What you will do: Identify each line below that contains the word "bird" and copy those lines. Treat uppercase and lowercase letters as different.

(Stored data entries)
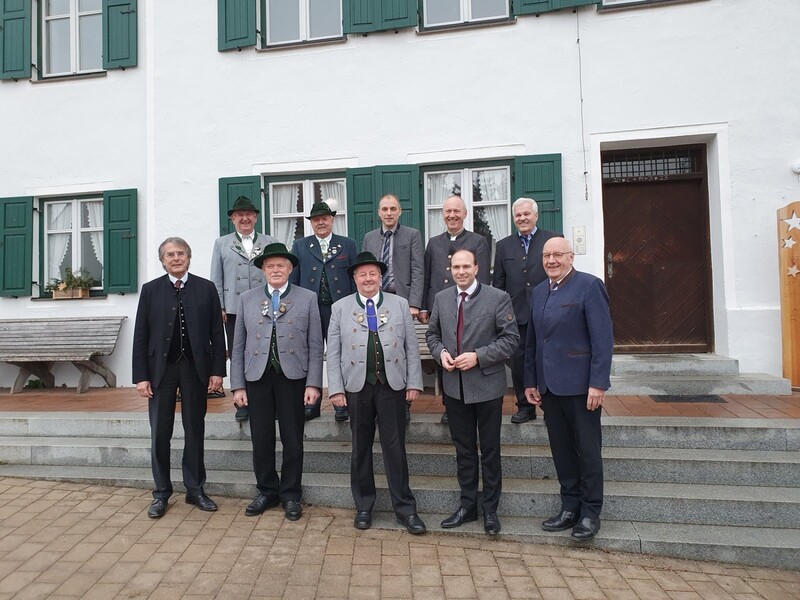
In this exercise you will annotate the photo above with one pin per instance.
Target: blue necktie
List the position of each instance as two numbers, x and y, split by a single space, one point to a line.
372 318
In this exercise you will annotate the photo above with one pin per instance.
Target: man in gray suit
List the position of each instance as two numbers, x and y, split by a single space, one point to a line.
373 368
472 332
400 249
231 270
276 369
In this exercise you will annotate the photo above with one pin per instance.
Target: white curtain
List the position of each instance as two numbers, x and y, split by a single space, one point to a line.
59 217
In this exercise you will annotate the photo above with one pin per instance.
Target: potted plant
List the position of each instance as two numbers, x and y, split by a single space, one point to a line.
74 285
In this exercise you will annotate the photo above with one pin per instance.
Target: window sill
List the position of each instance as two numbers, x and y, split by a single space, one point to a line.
71 77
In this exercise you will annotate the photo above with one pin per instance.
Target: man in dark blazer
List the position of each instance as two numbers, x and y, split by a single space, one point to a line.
518 269
567 370
178 342
472 332
323 262
232 271
374 368
276 369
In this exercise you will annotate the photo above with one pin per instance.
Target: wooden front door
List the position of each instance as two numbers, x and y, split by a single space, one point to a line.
657 250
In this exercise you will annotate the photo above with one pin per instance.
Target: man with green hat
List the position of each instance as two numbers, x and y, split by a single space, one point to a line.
276 370
231 270
324 259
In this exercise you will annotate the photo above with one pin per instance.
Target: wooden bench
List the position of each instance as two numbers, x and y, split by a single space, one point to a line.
35 345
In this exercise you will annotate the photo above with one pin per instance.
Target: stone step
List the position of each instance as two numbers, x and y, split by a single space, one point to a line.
645 432
661 465
748 384
742 506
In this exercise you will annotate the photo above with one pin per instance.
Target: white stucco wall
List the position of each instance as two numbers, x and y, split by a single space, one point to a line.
722 72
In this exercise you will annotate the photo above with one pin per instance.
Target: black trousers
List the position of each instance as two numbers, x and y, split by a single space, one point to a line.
576 442
469 424
276 394
379 403
162 420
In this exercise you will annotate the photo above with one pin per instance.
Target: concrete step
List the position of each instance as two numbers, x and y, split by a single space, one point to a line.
652 432
658 465
756 384
743 506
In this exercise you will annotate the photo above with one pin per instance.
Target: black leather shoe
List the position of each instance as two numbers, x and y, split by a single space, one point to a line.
523 415
259 504
201 501
363 519
412 523
585 529
562 521
491 524
458 518
157 508
293 510
242 414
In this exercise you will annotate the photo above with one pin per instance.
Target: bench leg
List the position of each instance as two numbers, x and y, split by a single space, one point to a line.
88 368
40 369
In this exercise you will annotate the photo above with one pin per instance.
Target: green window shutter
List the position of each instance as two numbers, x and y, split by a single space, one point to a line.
539 177
361 202
16 246
119 241
119 34
15 39
236 24
231 188
402 181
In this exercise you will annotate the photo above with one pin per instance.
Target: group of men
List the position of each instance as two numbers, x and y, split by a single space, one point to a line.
280 308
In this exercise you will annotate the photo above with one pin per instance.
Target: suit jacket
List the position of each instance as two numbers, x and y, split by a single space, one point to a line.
155 318
308 273
299 337
437 262
407 261
490 330
347 345
570 337
231 269
518 273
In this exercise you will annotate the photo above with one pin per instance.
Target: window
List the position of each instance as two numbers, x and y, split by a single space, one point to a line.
294 21
291 200
486 190
72 39
452 12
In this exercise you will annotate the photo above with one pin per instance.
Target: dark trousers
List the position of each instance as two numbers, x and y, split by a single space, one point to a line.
470 423
276 394
379 403
162 420
576 442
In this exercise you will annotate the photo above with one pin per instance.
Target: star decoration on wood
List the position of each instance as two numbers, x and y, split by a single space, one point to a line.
794 222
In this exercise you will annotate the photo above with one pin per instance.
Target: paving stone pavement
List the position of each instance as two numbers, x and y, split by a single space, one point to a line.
63 540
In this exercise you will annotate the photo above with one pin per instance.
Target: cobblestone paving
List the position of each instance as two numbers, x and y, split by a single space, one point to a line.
61 540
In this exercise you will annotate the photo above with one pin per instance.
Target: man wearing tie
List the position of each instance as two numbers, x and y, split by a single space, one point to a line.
567 370
374 368
518 269
400 249
276 369
231 270
323 262
472 332
178 342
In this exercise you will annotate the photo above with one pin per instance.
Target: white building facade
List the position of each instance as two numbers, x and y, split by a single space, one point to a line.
657 135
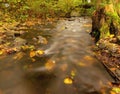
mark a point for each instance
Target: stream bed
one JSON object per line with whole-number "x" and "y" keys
{"x": 68, "y": 65}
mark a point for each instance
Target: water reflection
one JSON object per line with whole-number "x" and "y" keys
{"x": 69, "y": 65}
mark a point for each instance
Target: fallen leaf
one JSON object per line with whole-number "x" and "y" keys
{"x": 116, "y": 90}
{"x": 32, "y": 53}
{"x": 73, "y": 73}
{"x": 68, "y": 80}
{"x": 81, "y": 64}
{"x": 50, "y": 64}
{"x": 1, "y": 52}
{"x": 88, "y": 58}
{"x": 40, "y": 52}
{"x": 18, "y": 56}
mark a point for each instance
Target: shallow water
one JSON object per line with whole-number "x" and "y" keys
{"x": 68, "y": 66}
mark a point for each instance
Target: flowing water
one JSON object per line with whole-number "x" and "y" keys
{"x": 67, "y": 67}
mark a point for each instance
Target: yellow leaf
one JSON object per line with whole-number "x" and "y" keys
{"x": 32, "y": 53}
{"x": 33, "y": 60}
{"x": 116, "y": 90}
{"x": 88, "y": 58}
{"x": 40, "y": 52}
{"x": 1, "y": 52}
{"x": 73, "y": 73}
{"x": 50, "y": 64}
{"x": 18, "y": 56}
{"x": 81, "y": 64}
{"x": 68, "y": 80}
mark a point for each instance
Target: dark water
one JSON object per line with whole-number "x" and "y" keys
{"x": 68, "y": 66}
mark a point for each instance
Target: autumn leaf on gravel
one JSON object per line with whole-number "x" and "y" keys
{"x": 82, "y": 64}
{"x": 1, "y": 52}
{"x": 40, "y": 52}
{"x": 32, "y": 53}
{"x": 115, "y": 90}
{"x": 73, "y": 73}
{"x": 50, "y": 64}
{"x": 18, "y": 56}
{"x": 68, "y": 80}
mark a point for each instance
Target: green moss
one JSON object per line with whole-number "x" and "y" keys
{"x": 113, "y": 16}
{"x": 104, "y": 31}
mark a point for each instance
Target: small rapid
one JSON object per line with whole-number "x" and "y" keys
{"x": 68, "y": 65}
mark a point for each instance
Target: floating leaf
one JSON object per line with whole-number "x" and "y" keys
{"x": 116, "y": 90}
{"x": 32, "y": 53}
{"x": 81, "y": 64}
{"x": 50, "y": 64}
{"x": 1, "y": 52}
{"x": 68, "y": 80}
{"x": 88, "y": 58}
{"x": 73, "y": 73}
{"x": 18, "y": 56}
{"x": 33, "y": 60}
{"x": 40, "y": 52}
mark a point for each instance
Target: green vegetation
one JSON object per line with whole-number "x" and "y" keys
{"x": 23, "y": 9}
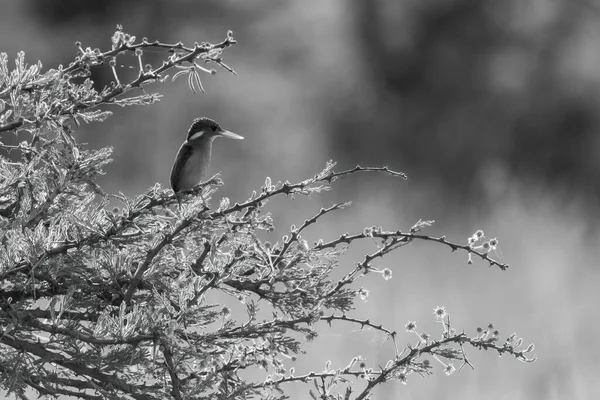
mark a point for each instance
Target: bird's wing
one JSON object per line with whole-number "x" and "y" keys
{"x": 183, "y": 155}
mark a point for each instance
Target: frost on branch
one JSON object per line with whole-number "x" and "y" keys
{"x": 98, "y": 301}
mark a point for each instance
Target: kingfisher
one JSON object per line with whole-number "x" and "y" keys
{"x": 193, "y": 156}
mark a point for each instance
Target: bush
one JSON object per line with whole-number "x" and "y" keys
{"x": 112, "y": 303}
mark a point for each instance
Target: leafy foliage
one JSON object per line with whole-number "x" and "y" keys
{"x": 115, "y": 303}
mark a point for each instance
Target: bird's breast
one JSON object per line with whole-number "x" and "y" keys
{"x": 190, "y": 166}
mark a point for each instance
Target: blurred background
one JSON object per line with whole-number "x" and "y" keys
{"x": 489, "y": 106}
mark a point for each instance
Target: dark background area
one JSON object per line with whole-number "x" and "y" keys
{"x": 489, "y": 106}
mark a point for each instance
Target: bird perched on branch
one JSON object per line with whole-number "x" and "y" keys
{"x": 193, "y": 157}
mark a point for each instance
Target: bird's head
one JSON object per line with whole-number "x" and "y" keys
{"x": 206, "y": 129}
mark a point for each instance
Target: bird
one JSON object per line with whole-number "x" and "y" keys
{"x": 193, "y": 157}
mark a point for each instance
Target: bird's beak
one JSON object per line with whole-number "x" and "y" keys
{"x": 230, "y": 135}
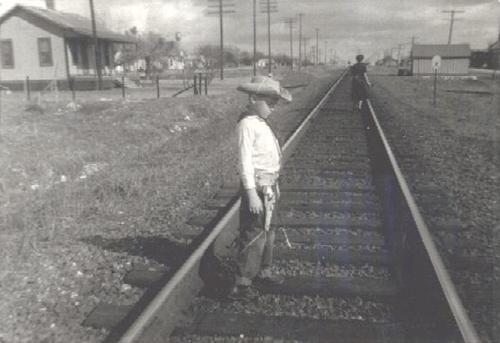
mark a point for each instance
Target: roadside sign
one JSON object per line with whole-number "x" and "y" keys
{"x": 436, "y": 62}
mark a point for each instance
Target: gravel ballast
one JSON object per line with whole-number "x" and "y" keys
{"x": 110, "y": 190}
{"x": 449, "y": 154}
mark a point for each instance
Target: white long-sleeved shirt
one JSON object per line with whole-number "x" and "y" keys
{"x": 259, "y": 150}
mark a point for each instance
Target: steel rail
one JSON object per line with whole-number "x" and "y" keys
{"x": 134, "y": 332}
{"x": 463, "y": 321}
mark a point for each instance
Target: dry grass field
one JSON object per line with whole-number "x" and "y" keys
{"x": 456, "y": 145}
{"x": 87, "y": 192}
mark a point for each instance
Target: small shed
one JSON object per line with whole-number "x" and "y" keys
{"x": 494, "y": 50}
{"x": 455, "y": 58}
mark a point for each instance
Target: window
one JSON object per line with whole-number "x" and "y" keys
{"x": 7, "y": 53}
{"x": 45, "y": 52}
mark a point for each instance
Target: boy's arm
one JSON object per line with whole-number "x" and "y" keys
{"x": 245, "y": 166}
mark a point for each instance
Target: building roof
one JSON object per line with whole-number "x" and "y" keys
{"x": 443, "y": 50}
{"x": 496, "y": 45}
{"x": 68, "y": 22}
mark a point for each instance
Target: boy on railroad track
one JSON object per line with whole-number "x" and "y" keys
{"x": 360, "y": 83}
{"x": 259, "y": 156}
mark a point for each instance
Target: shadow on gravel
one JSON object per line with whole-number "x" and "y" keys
{"x": 156, "y": 248}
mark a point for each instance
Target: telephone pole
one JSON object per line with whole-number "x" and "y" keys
{"x": 316, "y": 61}
{"x": 326, "y": 54}
{"x": 399, "y": 53}
{"x": 290, "y": 22}
{"x": 254, "y": 37}
{"x": 97, "y": 51}
{"x": 218, "y": 7}
{"x": 269, "y": 6}
{"x": 300, "y": 39}
{"x": 452, "y": 20}
{"x": 305, "y": 42}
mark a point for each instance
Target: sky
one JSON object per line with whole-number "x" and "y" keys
{"x": 347, "y": 27}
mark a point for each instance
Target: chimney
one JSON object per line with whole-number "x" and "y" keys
{"x": 50, "y": 4}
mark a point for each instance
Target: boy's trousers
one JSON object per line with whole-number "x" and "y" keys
{"x": 255, "y": 243}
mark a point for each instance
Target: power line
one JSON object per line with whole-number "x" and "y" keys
{"x": 452, "y": 19}
{"x": 97, "y": 51}
{"x": 291, "y": 21}
{"x": 219, "y": 7}
{"x": 317, "y": 47}
{"x": 300, "y": 15}
{"x": 269, "y": 6}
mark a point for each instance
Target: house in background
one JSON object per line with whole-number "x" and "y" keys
{"x": 494, "y": 50}
{"x": 455, "y": 58}
{"x": 47, "y": 45}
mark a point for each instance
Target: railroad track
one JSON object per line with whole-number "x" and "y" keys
{"x": 362, "y": 266}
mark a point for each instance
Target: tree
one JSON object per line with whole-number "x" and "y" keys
{"x": 210, "y": 55}
{"x": 152, "y": 47}
{"x": 246, "y": 58}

Complete response:
Target: bird's wing
Target: bird's breast
Target: bird perched on branch
Target: bird's head
Target: bird
Target: bird's beak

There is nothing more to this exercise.